(Task to complete): Using the thread on tube overdrive pedals, decide whether each statement agrees with it: (a) the Badcat Two-tone uses two 12ax7s at full plate voltages; (b) the Bandmaster head begins to distort at a volume of 2-3; (c) the solid-state pedal that replaced the Badcat runs off 18V. Answer yes or no for each, quoting the deciding words.

# Understanding Tube Based Overdrive Pedals



## joelorigo (Mar 27, 2021)

I have been looking up a bunch of overdrive pedal that have a tube (or tubes). Could someone help me understand what is going on under the hood? It seems that some are tube only, while other ones have FETs or LEDs. Do the FETs and LEDs distort the signal and then the tube amplifies it. Adds more distortion? If they don’t have these parts then the tubes are doing all the distorting? Some have “starved plate” while others have lots of voltage? 

i am wondering because I have an old Bandmaster head that in my home/garage I really only have the volume at 2-3, maybe higher for a little bit, but it is still totally clean at that volume. I have plenty of overdrive pedals, but I was wondering if a tube based one would be a cool “2nd, dirtier channel,” or 2nd and 3rd depending on the pedal.


----------



## zgrav (Mar 27, 2021)

the goal with a tube amp is to have something -- a solid state amp or another tube -- overdrive another tube.  The distortion comes from the overdriven tube.  Some circuits provide less power to the tube than it could use to run clean to reduce the headroom and make it clip/distort more easily.


----------



## Chuck D. Bones (Mar 29, 2021)

You'll have to try it and decide for yourself.  Before you plunk down a pile of money on a tube pedal, consider that a clean boost overdriving the first stage of your tube amp will provide plenty of tasty tube distortion at any volume.  In other words, you don't need tubes in a pedal if you have tubes in your amp.  An Integral Preamp will drive the shit outta any amp and provide an extra set of tone controls.  Just sayin'.


----------



## HamishR (Mar 29, 2021)

I started out playing using only whatever overdrive came in my amp. Then as I got fussier/more frustrated I began using non-MV amps so needed an external source for dirt, especially if I wanted to use delay, so I could put the dirt before the delay in an amp with no FX loop. So I tried things like the Matchless Hotbox which is basically a Vox Top-boost preamp in a pedal. The greatest version of this concept (IMO) is the Badcat Two-tone, which sounds absolutely amazing and a lot like an overdriven tube preamp - because that's what it is. It uses two 12ax7s at full plate voltages.

Over time I discovered that I could get a sound so close to that of the Badcat Two-tone with a SS pedal that I couldn't tell them apart I started using the SS pedal. Smaller, runs off 9V like my delay and just easier - no tubes to wear out.

(Extracted material):
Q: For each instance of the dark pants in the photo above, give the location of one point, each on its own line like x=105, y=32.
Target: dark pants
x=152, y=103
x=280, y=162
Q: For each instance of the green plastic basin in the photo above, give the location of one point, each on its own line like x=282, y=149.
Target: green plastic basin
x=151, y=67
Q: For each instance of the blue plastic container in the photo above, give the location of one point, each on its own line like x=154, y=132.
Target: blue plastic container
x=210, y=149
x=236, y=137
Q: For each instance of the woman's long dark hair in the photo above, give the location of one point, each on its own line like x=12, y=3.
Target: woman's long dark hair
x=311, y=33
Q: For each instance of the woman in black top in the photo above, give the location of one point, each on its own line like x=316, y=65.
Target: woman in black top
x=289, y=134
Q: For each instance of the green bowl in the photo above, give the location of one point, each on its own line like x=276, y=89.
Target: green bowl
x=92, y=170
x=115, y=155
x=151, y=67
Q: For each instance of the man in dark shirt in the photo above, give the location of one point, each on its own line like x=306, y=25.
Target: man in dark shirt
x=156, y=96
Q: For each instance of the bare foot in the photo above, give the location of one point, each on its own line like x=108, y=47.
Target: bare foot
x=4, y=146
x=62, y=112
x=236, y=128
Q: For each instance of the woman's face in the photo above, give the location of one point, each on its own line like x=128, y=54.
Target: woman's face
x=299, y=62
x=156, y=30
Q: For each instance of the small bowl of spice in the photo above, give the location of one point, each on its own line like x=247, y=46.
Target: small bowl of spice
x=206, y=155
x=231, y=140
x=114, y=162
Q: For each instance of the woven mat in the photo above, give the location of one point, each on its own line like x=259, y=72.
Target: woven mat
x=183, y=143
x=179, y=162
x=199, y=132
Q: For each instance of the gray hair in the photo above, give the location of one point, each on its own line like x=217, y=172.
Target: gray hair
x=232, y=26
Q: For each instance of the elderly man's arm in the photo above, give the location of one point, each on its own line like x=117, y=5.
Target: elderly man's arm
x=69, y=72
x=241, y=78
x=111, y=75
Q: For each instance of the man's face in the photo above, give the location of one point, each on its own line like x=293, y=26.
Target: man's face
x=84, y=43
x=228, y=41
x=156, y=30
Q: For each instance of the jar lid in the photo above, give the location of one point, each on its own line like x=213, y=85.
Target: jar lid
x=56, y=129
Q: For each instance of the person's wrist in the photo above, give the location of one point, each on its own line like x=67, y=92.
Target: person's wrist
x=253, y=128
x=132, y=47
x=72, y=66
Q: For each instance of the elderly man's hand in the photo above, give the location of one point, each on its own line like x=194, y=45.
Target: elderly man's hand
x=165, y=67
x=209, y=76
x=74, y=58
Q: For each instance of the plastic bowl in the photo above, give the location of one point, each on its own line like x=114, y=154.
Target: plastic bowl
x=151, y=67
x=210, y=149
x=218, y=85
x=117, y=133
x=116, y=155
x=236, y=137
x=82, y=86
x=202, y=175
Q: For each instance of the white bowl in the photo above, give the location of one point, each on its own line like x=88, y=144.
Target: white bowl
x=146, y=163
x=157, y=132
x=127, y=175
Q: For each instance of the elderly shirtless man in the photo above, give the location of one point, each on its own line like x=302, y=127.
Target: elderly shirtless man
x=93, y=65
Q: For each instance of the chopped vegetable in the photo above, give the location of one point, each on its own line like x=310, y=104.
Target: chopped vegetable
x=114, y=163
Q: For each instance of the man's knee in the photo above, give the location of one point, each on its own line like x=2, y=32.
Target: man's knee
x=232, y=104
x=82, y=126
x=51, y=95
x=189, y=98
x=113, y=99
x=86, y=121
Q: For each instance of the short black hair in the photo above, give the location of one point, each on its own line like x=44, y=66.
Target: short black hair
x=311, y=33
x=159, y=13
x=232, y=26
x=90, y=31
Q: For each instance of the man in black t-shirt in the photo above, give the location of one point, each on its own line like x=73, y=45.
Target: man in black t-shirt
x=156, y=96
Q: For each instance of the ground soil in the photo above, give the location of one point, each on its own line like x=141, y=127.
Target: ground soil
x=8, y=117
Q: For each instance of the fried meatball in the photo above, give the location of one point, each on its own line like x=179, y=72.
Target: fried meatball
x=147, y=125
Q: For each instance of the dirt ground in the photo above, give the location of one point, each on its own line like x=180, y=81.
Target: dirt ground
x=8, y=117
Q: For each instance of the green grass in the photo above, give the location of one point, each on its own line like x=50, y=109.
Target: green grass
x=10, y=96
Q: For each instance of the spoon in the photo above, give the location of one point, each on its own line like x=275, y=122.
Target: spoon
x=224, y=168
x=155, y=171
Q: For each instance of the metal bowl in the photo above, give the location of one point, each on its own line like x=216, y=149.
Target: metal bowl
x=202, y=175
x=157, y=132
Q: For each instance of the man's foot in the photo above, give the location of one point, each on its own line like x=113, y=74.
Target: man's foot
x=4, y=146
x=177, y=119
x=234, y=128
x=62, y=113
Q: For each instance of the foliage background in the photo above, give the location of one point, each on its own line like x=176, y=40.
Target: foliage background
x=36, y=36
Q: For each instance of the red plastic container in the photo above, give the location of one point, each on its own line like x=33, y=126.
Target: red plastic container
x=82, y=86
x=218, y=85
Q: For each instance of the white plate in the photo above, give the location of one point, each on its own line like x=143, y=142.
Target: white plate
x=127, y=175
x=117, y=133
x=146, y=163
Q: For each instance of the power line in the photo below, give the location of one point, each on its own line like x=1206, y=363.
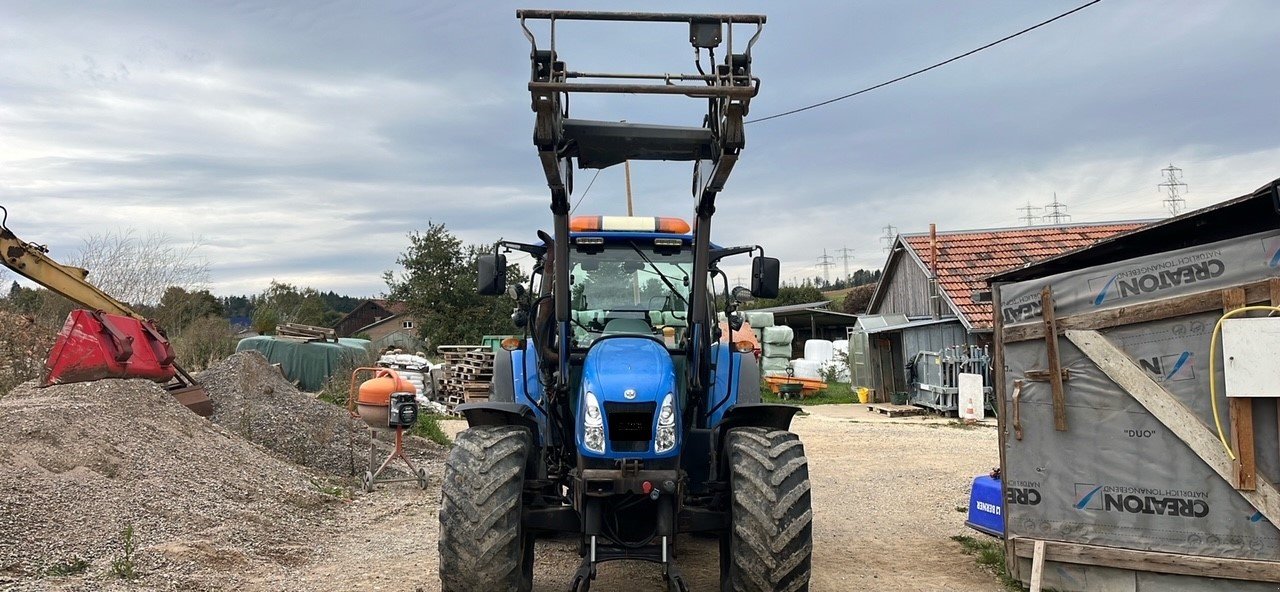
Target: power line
x=824, y=262
x=1029, y=218
x=929, y=68
x=1173, y=183
x=1056, y=213
x=844, y=255
x=890, y=236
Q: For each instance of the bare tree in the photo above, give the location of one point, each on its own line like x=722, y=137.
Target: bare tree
x=138, y=269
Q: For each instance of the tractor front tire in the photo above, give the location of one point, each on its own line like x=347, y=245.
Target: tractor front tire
x=771, y=543
x=483, y=545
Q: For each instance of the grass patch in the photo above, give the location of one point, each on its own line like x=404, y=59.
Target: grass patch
x=990, y=554
x=429, y=427
x=836, y=392
x=68, y=567
x=123, y=567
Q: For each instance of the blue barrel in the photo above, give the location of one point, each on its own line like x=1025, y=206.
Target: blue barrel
x=987, y=508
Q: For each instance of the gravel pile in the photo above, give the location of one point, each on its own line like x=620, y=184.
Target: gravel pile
x=80, y=463
x=252, y=399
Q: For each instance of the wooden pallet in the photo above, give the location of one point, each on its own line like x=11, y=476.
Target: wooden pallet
x=895, y=410
x=467, y=373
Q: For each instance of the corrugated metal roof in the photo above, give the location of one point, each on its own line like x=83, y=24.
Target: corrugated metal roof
x=967, y=259
x=910, y=324
x=792, y=308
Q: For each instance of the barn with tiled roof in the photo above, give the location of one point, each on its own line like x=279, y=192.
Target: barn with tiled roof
x=926, y=301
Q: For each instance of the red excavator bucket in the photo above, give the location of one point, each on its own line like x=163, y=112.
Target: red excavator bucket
x=95, y=345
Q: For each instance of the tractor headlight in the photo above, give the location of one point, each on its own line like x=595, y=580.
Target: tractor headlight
x=593, y=423
x=667, y=415
x=592, y=414
x=666, y=426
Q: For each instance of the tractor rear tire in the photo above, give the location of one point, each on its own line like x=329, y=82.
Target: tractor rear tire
x=483, y=545
x=771, y=543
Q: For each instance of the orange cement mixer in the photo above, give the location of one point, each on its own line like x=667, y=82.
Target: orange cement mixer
x=370, y=401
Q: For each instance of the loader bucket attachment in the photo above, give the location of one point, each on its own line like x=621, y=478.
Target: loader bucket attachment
x=94, y=345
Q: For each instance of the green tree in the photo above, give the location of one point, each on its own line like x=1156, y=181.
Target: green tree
x=791, y=295
x=179, y=308
x=439, y=286
x=284, y=303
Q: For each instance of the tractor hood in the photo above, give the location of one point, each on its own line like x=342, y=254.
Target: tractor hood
x=629, y=369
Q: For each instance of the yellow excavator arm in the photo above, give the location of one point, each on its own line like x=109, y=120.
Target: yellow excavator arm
x=32, y=262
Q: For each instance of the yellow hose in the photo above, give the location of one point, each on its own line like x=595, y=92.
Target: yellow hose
x=1212, y=373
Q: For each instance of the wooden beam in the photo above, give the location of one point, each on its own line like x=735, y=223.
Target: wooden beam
x=997, y=372
x=1055, y=363
x=1240, y=415
x=1170, y=411
x=1042, y=376
x=1065, y=552
x=1137, y=313
x=1037, y=567
x=1274, y=286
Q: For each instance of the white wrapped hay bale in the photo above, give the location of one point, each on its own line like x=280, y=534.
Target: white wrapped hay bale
x=775, y=365
x=772, y=350
x=817, y=350
x=807, y=368
x=778, y=336
x=759, y=319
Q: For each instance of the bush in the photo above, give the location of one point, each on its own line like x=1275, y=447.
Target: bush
x=24, y=346
x=204, y=342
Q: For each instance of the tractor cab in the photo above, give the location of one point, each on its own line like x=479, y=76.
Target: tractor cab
x=624, y=415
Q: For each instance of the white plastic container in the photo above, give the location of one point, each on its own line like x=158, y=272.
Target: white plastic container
x=780, y=335
x=807, y=368
x=818, y=350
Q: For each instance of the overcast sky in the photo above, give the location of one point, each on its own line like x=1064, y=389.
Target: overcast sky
x=301, y=141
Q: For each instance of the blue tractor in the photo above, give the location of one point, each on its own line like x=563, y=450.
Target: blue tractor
x=629, y=413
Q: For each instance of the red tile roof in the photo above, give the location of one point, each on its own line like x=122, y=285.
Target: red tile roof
x=393, y=306
x=965, y=259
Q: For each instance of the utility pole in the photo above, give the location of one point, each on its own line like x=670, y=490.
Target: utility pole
x=626, y=167
x=1029, y=218
x=1056, y=212
x=844, y=255
x=1173, y=183
x=890, y=235
x=824, y=262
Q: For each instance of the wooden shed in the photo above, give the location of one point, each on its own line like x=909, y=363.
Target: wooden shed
x=1116, y=474
x=924, y=323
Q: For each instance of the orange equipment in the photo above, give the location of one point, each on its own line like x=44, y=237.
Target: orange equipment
x=371, y=401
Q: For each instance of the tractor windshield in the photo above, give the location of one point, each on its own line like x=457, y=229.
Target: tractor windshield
x=630, y=287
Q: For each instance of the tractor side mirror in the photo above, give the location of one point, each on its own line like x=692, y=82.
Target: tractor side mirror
x=492, y=274
x=764, y=277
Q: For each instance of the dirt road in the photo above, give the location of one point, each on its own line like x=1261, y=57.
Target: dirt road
x=885, y=501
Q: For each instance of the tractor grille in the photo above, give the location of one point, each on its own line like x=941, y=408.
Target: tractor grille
x=630, y=426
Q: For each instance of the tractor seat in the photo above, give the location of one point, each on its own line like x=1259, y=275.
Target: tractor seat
x=627, y=326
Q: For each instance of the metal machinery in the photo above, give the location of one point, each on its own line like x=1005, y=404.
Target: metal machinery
x=624, y=417
x=123, y=344
x=935, y=376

(Exercise output):
(a) Yes: "It uses two 12ax7s at full plate voltages."
(b) No: "it is still totally clean at that volume."
(c) No: "runs off 9V like my delay"